**To be done:** Each record must be retyped in full. No character may differ.

_____

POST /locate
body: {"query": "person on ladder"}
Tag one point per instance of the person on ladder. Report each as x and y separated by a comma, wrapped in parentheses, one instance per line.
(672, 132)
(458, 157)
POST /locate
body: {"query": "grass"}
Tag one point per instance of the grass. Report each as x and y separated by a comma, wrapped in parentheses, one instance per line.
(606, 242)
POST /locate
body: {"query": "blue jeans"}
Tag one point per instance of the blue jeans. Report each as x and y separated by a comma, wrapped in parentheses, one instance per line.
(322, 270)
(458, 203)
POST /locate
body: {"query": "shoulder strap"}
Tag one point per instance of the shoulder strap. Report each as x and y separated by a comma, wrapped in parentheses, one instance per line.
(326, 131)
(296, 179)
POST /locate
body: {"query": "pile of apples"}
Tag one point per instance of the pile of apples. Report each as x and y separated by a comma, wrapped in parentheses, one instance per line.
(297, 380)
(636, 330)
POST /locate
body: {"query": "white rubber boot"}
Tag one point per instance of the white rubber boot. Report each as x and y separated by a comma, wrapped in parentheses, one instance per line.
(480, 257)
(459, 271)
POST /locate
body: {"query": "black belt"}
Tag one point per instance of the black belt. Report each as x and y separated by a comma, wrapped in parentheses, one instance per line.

_____

**Written reply:**
POST /locate
body: {"query": "person on ladder"}
Tag one point per instance of the person on ladder. Report each as x and y separated by a comma, wrapped in parentheses, one instance per line.
(672, 132)
(458, 157)
POST /locate
body: {"query": "grass"}
Tag one point per instance of the grass. Report each as x and y separated by a comma, wrapped in parentheses, one instance per line.
(606, 242)
POST /locate
body: {"query": "blue jeans"}
Tag one point per instance of the blue jeans. Report each as x and y separated by a comma, wrapped in parentheses, one instance per line.
(322, 270)
(458, 203)
POST /locate
body: {"query": "shoulder strap"}
Tag one point per instance of the shoulder strap. Report each as x and y separated by a comma, wrapped in parentheses, one instance per line.
(326, 131)
(296, 179)
POST /locate
body: {"query": "pile of apples"}
Tag one point per instance of the pile of apples. Report each as x and y separated by a comma, wrapped in parentheses, one instance per line.
(297, 380)
(636, 330)
POST /locate
body: {"query": "white rubber boot"}
Tag one point per instance of the white rubber boot. Report each as x and y separated by a comma, wrapped in parentheses, one instance per line.
(480, 257)
(459, 271)
POST /locate
body: {"query": "black belt"}
Tag one point per instance of the black belt. Report each as x and y separated by a comma, wrapped in parentheses, one instance per line.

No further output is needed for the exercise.